Each line that holds the string "residential" counts once. Say how many such lines the entries have, giving the number only.

== Segment start ==

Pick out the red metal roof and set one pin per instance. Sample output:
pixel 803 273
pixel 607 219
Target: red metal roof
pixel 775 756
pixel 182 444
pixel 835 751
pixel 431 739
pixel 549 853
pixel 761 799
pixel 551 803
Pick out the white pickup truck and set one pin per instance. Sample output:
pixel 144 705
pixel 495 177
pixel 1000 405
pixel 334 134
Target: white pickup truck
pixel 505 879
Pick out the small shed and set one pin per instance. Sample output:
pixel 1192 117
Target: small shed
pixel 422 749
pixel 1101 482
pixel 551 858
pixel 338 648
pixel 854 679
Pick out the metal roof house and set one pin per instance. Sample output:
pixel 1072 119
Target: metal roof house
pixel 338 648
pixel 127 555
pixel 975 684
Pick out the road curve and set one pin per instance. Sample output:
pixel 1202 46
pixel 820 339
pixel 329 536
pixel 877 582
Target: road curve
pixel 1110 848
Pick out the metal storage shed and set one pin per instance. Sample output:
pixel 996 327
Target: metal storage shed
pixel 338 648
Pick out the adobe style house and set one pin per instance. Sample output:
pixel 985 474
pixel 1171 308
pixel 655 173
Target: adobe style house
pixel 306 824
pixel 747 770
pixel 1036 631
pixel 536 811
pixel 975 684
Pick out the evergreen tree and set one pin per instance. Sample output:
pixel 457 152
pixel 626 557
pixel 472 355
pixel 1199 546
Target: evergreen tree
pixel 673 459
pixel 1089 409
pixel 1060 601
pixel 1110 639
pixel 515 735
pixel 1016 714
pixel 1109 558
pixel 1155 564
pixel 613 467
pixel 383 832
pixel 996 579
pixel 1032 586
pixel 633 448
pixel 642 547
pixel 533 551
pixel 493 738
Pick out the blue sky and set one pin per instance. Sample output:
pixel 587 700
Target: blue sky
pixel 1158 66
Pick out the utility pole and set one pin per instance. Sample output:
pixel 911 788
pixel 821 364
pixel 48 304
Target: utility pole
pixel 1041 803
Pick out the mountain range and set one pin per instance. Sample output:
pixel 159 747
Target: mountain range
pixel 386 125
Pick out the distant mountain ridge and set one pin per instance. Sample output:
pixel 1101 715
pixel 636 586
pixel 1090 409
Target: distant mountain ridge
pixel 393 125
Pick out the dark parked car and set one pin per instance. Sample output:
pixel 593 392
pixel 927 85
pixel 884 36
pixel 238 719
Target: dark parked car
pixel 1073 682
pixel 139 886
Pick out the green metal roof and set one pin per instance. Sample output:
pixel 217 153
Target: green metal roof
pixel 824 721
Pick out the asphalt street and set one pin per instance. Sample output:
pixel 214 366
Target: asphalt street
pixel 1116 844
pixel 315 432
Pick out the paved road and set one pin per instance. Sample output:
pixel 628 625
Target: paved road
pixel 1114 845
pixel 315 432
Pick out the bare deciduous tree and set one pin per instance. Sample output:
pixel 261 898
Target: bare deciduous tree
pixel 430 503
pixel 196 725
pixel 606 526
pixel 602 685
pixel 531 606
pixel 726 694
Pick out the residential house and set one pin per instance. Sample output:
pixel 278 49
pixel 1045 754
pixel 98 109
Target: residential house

== Segment end ==

Your response
2